■ **SOURCE EXTRACT**:
1. Supervisory Board is a collective body and is composed of five up to seven members.
2. Supervisory Board Members are appointed by the General Meeting.
3. Supervisory Board Members are appointed for a joint five-year term of office. (Joint Term).
4. Mandate of a Supervisory Board member expires:
1) upon the expiry of the term of office when the General Meeting is held during which the financial statement is approved and vote of approval is granted to Company's managing bodies for the last year of their work overlapping with a financial year,
2) upon the death of a Supervisory Board member,
3) as a result of a recall,
4) as a result of a resignation, with effect on the day on which a written statement on resignation is delivered to the Company.
5. The mandate of a Supervisory Board member appointed before the expiry of the Joint Term expires simultaneously with expiry of mandates of remaining Supervisory Board members.
6. Supervisory Board members may be recalled at any time before the expiry of the term.
7. A Supervisory Board Member should not resign from holding their function if it could have a negative effect on the functioning of the Supervisory Board, including the Supervisory Board's ability to pass resolutions.
III. PRESIDENT, VICE PRESIDENT, SECRETARY OF THE SUPERVISORY BOARD
1. At the first meeting of the new term the Supervisory Board appoints, in a secret ballot, the President, Vice President and Secretary of the Supervisory Board from among its members, by absolute majority of votes cast in the presence of at least half of the Supervisory Board members.

■ **DIRECTIONS**:
#1 How many members make up the Supervisory Board under the supervisory board rules?
#2 Reproduce the part of the supervisory board rules that opens with the words "4. Mandate of" and closes with "remaining Supervisory Board members.".

■ **INFORMATION PROVIDED**:
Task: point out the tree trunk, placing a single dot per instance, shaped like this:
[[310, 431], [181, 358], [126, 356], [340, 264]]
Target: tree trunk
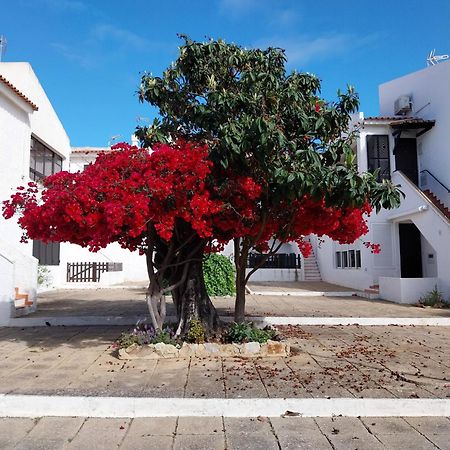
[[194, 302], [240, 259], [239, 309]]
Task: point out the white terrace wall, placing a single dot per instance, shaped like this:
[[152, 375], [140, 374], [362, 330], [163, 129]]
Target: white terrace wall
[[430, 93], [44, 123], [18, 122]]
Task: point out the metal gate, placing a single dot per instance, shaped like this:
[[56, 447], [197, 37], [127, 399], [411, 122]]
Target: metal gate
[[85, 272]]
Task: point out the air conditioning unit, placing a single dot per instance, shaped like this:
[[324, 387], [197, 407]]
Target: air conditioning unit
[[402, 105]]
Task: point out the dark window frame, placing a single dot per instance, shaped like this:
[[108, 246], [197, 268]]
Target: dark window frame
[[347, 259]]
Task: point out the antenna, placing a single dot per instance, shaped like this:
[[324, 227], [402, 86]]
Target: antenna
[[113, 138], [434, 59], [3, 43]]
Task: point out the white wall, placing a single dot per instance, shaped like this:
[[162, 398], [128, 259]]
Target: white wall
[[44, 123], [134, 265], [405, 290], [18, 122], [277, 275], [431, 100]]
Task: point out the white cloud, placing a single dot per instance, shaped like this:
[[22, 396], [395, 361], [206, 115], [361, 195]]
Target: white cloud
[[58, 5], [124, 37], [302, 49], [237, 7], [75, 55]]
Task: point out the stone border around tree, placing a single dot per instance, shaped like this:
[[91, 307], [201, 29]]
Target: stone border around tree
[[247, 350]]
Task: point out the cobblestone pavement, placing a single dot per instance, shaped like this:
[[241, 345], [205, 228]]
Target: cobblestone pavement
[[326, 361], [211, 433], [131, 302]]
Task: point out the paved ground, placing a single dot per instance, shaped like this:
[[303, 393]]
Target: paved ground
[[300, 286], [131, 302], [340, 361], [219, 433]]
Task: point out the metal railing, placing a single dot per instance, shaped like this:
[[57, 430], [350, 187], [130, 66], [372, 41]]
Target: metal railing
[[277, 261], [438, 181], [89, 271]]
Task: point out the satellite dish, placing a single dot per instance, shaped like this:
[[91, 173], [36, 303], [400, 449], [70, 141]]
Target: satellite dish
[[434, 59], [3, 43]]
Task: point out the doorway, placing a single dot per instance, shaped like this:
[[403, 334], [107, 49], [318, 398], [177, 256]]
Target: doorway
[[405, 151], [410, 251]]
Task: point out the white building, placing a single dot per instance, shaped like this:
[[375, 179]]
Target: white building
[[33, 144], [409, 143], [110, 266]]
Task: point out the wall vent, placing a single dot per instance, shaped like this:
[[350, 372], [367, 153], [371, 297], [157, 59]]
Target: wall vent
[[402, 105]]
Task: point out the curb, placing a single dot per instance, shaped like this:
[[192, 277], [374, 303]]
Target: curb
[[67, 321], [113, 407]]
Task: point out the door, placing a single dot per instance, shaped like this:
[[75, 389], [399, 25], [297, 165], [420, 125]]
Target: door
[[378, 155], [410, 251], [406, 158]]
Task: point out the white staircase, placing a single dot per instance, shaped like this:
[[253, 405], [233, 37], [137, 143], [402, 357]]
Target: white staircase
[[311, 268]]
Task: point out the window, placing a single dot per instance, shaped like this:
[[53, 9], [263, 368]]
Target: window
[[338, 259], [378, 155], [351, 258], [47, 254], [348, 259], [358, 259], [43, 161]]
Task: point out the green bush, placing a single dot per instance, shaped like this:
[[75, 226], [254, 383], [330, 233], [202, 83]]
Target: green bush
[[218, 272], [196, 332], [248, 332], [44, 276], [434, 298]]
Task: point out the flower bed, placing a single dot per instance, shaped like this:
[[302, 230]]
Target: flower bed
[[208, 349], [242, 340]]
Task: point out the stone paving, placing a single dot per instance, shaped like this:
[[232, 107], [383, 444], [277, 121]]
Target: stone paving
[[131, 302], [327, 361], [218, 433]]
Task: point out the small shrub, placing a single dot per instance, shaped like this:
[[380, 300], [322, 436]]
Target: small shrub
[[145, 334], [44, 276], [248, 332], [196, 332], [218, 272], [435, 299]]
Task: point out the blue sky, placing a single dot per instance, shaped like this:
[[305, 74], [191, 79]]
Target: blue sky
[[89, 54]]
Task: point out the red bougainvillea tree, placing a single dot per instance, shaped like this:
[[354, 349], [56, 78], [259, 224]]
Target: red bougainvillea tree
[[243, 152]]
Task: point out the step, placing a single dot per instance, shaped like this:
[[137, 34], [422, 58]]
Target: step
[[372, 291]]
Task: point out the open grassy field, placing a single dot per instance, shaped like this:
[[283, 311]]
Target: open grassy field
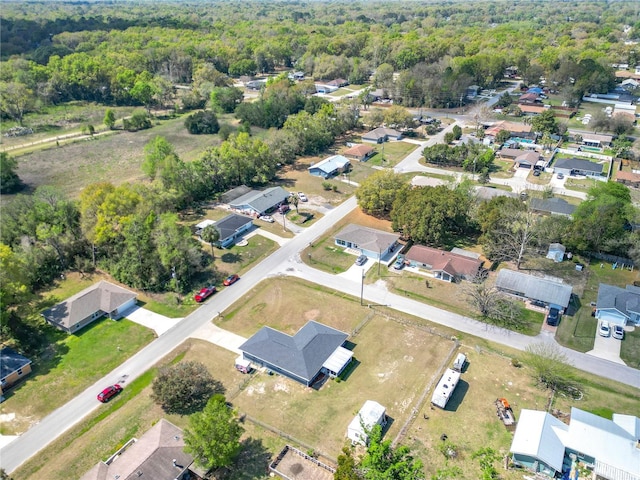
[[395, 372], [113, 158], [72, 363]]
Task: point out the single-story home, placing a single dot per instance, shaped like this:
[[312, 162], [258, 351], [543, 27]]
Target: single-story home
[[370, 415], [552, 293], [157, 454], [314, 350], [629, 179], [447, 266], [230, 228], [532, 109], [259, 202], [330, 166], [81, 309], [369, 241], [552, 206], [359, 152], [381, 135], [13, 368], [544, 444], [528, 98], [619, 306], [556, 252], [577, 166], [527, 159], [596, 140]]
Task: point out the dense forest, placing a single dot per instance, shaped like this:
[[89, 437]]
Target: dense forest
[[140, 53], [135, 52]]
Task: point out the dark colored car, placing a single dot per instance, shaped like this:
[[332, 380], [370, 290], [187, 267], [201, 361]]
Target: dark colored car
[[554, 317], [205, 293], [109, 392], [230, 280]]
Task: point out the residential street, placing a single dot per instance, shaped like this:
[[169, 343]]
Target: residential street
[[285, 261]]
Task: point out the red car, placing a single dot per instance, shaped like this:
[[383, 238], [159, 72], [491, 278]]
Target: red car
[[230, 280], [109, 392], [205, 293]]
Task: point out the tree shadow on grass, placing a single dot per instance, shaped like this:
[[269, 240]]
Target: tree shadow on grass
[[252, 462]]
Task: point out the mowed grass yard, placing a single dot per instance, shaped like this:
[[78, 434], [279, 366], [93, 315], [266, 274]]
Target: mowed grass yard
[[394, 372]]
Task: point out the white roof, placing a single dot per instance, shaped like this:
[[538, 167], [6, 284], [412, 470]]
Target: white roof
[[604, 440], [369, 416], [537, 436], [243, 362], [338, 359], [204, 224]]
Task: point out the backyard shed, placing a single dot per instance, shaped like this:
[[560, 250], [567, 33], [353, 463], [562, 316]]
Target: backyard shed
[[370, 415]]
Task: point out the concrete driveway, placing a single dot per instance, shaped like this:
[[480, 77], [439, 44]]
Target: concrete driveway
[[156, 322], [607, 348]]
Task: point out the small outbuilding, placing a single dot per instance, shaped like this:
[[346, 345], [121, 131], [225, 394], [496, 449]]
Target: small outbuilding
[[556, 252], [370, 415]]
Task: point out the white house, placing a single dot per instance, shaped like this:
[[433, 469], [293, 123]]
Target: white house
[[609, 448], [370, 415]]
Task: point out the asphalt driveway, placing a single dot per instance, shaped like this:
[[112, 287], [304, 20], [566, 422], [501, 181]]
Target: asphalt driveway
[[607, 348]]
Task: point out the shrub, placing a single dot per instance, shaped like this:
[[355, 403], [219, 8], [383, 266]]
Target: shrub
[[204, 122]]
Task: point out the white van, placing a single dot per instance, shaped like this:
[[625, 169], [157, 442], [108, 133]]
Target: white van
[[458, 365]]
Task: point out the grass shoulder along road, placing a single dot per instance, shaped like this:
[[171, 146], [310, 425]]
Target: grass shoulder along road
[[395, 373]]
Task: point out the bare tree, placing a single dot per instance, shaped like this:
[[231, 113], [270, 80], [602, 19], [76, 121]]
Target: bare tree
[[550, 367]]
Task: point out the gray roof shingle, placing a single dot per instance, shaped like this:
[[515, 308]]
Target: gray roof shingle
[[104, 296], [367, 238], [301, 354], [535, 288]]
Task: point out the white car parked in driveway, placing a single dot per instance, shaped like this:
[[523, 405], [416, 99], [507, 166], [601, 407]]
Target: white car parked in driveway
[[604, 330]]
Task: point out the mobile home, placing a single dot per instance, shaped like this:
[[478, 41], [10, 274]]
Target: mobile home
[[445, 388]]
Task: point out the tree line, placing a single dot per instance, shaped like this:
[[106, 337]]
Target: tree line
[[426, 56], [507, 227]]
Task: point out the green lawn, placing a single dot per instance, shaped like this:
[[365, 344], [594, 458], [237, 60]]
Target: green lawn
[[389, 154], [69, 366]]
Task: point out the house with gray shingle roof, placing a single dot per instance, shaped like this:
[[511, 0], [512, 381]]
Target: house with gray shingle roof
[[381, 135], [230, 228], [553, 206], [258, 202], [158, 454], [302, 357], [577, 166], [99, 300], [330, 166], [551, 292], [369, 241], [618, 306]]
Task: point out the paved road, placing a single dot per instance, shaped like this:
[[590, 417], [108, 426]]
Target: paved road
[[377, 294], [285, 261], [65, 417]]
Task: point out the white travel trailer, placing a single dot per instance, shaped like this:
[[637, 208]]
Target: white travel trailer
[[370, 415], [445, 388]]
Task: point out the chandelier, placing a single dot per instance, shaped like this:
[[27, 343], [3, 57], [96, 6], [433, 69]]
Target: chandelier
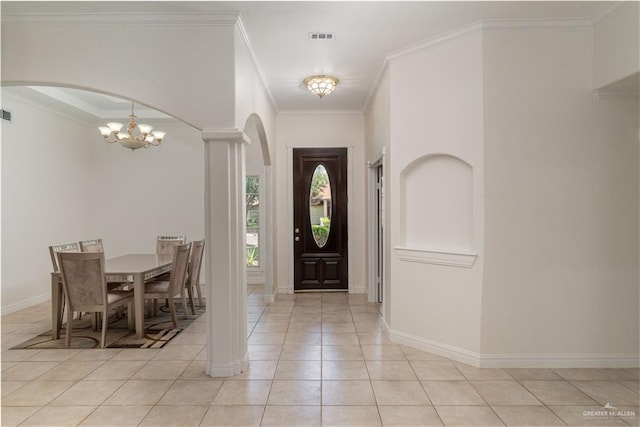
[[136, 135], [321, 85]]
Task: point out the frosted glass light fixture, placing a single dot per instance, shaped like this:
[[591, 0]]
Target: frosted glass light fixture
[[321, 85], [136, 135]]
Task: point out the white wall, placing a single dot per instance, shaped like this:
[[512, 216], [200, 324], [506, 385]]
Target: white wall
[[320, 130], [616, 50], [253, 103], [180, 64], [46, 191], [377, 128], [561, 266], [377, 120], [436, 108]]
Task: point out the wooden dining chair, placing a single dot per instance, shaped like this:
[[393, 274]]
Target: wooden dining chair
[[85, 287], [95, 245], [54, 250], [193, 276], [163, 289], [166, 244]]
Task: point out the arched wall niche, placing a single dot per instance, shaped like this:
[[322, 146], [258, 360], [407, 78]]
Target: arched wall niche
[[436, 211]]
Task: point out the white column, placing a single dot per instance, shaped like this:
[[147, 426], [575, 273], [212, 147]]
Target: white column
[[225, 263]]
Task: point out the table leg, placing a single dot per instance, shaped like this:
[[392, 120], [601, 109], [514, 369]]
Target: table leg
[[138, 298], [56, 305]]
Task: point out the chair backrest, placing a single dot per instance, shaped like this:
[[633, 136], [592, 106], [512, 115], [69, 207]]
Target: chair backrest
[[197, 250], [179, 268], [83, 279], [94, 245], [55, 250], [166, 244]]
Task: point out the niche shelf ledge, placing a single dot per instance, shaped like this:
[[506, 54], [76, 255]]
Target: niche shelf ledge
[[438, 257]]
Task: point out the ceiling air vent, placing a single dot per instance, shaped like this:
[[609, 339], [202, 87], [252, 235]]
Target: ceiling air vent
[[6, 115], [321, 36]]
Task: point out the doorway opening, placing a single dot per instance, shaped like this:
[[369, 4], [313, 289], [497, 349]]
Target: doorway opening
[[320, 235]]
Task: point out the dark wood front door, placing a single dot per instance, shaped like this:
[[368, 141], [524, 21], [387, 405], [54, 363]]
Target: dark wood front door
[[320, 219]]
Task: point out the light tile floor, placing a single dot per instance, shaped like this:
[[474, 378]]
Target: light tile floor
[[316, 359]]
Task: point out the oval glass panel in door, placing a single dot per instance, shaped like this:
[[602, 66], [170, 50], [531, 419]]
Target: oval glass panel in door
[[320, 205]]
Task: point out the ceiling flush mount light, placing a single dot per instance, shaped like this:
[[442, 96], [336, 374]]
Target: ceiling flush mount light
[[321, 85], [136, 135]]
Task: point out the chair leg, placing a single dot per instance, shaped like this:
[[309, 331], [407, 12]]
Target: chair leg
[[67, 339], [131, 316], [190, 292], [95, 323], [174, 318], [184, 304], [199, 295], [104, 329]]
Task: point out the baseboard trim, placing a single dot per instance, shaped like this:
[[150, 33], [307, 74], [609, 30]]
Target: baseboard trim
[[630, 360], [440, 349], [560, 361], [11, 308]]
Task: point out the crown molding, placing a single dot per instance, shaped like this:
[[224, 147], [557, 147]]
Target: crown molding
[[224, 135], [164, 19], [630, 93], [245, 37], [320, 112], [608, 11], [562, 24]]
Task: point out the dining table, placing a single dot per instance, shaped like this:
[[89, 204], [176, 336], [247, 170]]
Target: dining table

■ **WORKED ANSWERS**:
#1 Five up to seven members.

#2
4. Mandate of a Supervisory Board member expires:
1) upon the expiry of the term of office when the General Meeting is held during which the financial statement is approved and vote of approval is granted to Company's managing bodies for the last year of their work overlapping with a financial year,
2) upon the death of a Supervisory Board member,
3) as a result of a recall,
4) as a result of a resignation, with effect on the day on which a written statement on resignation is delivered to the Company.
5. The mandate of a Supervisory Board member appointed before the expiry of the Joint Term expires simultaneously with expiry of mandates of remaining Supervisory Board members.